─── DATA FOR THIS EXERCISE
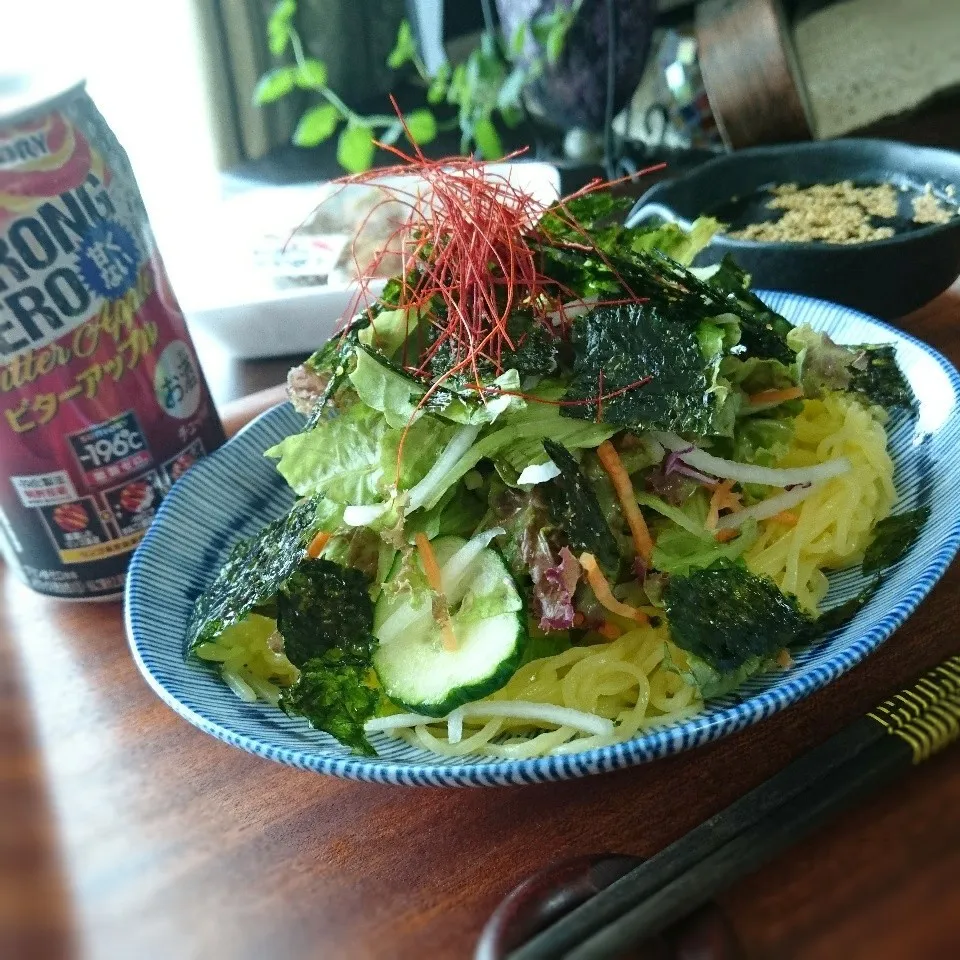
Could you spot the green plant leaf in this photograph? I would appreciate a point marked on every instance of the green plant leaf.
(509, 95)
(278, 26)
(421, 126)
(512, 117)
(487, 139)
(392, 133)
(439, 84)
(404, 50)
(355, 148)
(556, 38)
(458, 83)
(316, 125)
(275, 84)
(519, 39)
(312, 74)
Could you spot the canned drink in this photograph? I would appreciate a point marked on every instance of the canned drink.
(102, 401)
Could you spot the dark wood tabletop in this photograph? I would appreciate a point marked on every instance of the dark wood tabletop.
(125, 832)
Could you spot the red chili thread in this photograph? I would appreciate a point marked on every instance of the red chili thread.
(469, 262)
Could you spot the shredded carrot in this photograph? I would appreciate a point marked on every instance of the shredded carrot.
(608, 630)
(604, 594)
(765, 397)
(317, 544)
(432, 571)
(723, 498)
(611, 462)
(784, 659)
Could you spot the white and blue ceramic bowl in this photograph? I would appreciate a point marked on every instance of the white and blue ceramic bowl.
(236, 491)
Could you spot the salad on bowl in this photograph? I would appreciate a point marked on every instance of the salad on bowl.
(555, 487)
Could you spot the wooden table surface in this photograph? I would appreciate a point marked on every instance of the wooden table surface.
(125, 832)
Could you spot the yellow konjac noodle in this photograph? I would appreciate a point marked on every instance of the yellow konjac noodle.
(834, 523)
(627, 680)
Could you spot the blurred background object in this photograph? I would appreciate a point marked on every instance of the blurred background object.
(689, 81)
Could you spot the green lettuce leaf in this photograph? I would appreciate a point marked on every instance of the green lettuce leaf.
(763, 441)
(677, 551)
(385, 389)
(340, 458)
(529, 426)
(675, 242)
(389, 330)
(352, 458)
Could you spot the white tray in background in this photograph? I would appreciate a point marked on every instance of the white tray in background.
(235, 298)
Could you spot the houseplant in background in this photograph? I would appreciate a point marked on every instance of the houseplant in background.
(551, 59)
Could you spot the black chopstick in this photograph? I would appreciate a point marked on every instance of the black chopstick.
(903, 730)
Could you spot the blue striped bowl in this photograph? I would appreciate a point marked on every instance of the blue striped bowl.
(234, 492)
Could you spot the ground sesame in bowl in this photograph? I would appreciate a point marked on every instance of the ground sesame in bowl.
(837, 213)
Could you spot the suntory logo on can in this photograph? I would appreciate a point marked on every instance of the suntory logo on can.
(102, 401)
(19, 150)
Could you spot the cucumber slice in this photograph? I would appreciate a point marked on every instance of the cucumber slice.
(487, 614)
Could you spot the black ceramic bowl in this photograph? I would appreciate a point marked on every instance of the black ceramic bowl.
(885, 278)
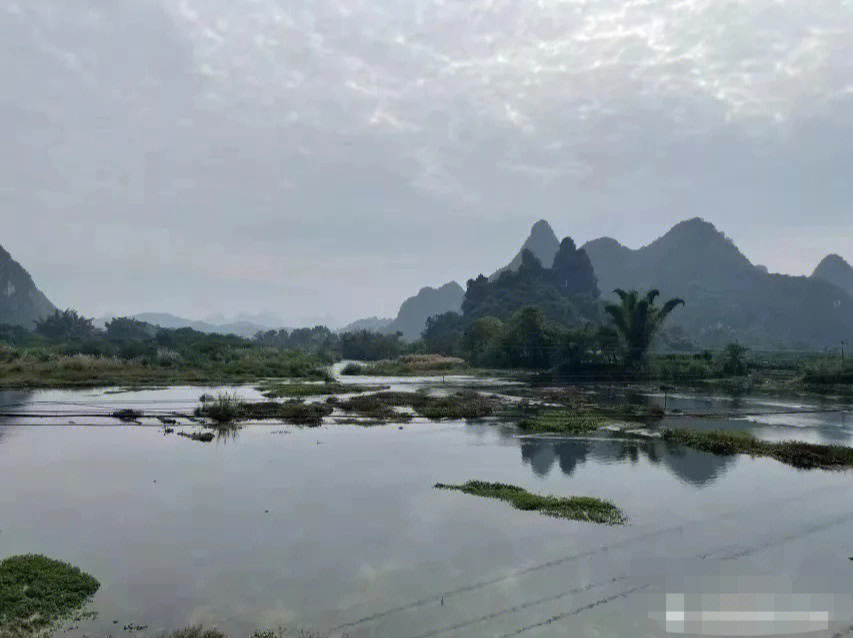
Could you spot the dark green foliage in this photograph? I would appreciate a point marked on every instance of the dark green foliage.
(318, 340)
(204, 437)
(381, 405)
(132, 352)
(225, 409)
(409, 365)
(461, 405)
(277, 390)
(637, 319)
(733, 360)
(364, 345)
(65, 325)
(443, 334)
(796, 453)
(127, 329)
(727, 298)
(564, 421)
(36, 592)
(579, 508)
(353, 369)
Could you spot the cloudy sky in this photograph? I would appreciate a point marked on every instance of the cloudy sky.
(324, 159)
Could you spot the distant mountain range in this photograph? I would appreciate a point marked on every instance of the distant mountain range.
(836, 271)
(726, 296)
(21, 303)
(411, 319)
(371, 324)
(542, 242)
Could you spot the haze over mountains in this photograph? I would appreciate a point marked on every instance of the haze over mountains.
(836, 271)
(21, 303)
(726, 296)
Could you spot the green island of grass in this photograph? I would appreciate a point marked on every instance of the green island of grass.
(279, 389)
(796, 453)
(563, 421)
(381, 405)
(37, 592)
(578, 508)
(225, 409)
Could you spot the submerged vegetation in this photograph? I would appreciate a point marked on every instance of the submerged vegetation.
(795, 453)
(563, 421)
(225, 409)
(384, 406)
(279, 389)
(579, 508)
(409, 365)
(37, 592)
(130, 352)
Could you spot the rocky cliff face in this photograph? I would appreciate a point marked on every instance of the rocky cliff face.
(21, 303)
(836, 271)
(726, 296)
(411, 320)
(542, 242)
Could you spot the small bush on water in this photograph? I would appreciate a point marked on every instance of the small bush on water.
(36, 592)
(223, 408)
(563, 421)
(795, 453)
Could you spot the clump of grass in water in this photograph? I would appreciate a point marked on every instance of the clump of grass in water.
(795, 453)
(127, 415)
(224, 408)
(578, 508)
(564, 422)
(380, 405)
(37, 592)
(200, 632)
(204, 437)
(277, 390)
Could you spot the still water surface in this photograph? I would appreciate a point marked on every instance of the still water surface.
(338, 528)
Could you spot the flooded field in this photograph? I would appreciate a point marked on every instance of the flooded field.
(339, 529)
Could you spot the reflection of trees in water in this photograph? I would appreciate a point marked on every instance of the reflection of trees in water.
(691, 466)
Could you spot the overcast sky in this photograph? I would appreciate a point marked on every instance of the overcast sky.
(325, 159)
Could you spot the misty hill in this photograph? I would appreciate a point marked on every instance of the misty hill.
(542, 243)
(836, 271)
(371, 324)
(165, 320)
(21, 303)
(726, 296)
(565, 290)
(411, 319)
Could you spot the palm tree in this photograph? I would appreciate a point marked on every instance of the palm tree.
(637, 319)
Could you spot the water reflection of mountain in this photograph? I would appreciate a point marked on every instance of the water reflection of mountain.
(690, 466)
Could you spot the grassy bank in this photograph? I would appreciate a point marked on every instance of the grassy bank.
(225, 409)
(578, 508)
(36, 593)
(49, 370)
(384, 405)
(410, 365)
(795, 453)
(560, 421)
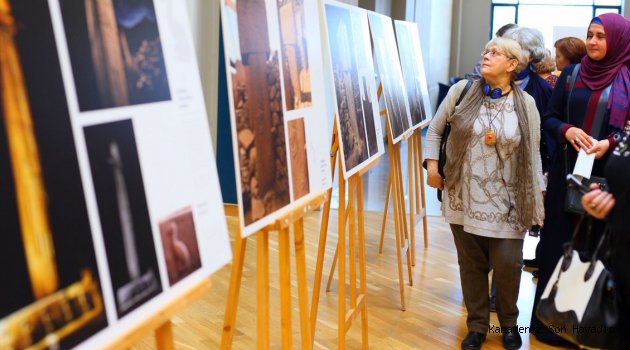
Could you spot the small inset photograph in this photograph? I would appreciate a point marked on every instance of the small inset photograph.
(296, 72)
(179, 241)
(299, 159)
(123, 212)
(115, 52)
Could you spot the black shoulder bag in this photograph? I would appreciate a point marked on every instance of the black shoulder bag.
(445, 133)
(573, 198)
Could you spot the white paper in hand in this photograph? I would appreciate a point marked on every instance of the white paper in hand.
(584, 164)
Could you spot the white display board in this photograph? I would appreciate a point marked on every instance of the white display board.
(119, 171)
(390, 74)
(353, 77)
(277, 106)
(410, 53)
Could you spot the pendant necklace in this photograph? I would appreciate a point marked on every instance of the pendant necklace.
(490, 137)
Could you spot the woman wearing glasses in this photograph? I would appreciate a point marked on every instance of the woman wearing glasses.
(493, 186)
(572, 118)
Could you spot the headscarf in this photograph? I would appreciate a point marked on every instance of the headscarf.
(612, 68)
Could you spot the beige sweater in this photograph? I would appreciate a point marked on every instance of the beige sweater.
(483, 209)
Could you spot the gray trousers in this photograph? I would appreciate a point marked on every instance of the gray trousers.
(475, 255)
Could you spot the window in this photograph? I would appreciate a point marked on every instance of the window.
(554, 18)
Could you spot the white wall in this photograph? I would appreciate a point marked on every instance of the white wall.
(204, 22)
(471, 28)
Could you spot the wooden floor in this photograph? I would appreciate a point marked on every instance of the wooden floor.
(435, 317)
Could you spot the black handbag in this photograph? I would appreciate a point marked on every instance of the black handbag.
(573, 197)
(580, 301)
(444, 140)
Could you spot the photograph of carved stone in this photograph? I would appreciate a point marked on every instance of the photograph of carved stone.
(296, 72)
(299, 159)
(410, 53)
(390, 74)
(115, 52)
(179, 242)
(51, 295)
(257, 102)
(123, 213)
(354, 85)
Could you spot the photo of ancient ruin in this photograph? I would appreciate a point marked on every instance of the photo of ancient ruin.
(257, 103)
(299, 159)
(179, 243)
(115, 52)
(411, 60)
(390, 74)
(353, 89)
(296, 71)
(123, 213)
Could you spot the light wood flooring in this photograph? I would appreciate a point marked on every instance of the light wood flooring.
(435, 317)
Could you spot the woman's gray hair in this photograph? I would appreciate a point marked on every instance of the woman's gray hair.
(531, 40)
(511, 49)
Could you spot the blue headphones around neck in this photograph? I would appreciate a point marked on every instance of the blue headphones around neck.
(494, 93)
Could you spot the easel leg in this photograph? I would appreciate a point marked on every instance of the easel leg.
(285, 287)
(300, 257)
(233, 292)
(389, 190)
(363, 282)
(395, 189)
(342, 265)
(412, 221)
(351, 243)
(424, 203)
(403, 224)
(262, 287)
(319, 265)
(164, 337)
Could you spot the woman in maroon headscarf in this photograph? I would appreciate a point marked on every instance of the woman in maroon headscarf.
(606, 64)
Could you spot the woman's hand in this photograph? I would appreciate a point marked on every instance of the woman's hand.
(433, 176)
(600, 148)
(598, 203)
(578, 138)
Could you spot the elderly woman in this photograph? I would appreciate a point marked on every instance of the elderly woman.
(493, 186)
(571, 119)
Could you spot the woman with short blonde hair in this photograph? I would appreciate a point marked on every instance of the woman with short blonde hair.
(493, 185)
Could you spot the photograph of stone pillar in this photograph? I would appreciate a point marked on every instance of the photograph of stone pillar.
(51, 297)
(410, 54)
(296, 72)
(257, 98)
(115, 52)
(179, 242)
(123, 213)
(354, 87)
(299, 159)
(390, 74)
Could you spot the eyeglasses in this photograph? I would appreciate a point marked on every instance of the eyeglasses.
(494, 53)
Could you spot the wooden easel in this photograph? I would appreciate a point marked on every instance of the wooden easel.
(396, 190)
(419, 211)
(352, 214)
(160, 321)
(296, 218)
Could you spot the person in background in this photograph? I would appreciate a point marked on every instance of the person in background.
(615, 206)
(533, 44)
(606, 63)
(546, 67)
(569, 50)
(493, 187)
(476, 72)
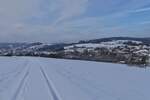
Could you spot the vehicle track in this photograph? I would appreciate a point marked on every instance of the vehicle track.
(50, 86)
(21, 85)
──────
EXERCISE BRIEF
Starting with the line that holds "Could you spot the wooden easel", retype each line through the last one in the listing above, exactly as written. Do not copy any pictures.

TASK ANSWER
Could you spot the wooden easel in this photograph? I would appreciate a point marked on every instance of the wooden easel.
(396, 190)
(419, 211)
(352, 214)
(160, 321)
(296, 218)
Could you spot the person in background in this photograph? I would appreciate a point marked on every instance of the person in background.
(615, 206)
(533, 44)
(606, 63)
(546, 67)
(569, 50)
(493, 187)
(476, 72)
Could you spot the vehicle track in this photograph? I would appreciate a point marked on every instance of the vehicle track.
(50, 86)
(21, 85)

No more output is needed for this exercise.